Pull out every line in the rows below that contains the word "outline".

Dataset items

--- Begin ---

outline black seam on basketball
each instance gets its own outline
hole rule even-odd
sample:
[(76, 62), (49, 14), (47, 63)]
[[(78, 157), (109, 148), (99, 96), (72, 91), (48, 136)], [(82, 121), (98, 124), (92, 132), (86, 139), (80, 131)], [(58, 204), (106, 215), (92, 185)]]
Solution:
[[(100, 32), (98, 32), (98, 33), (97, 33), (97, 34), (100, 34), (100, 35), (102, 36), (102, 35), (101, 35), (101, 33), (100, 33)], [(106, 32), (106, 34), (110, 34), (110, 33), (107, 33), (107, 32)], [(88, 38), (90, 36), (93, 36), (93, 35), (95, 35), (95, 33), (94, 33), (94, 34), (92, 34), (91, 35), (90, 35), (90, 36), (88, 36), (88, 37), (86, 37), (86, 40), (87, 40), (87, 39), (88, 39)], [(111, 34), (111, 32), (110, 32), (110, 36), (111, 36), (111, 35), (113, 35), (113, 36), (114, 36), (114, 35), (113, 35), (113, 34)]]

--- End ---

(Final result)
outline black seam on basketball
each instance gets its own outline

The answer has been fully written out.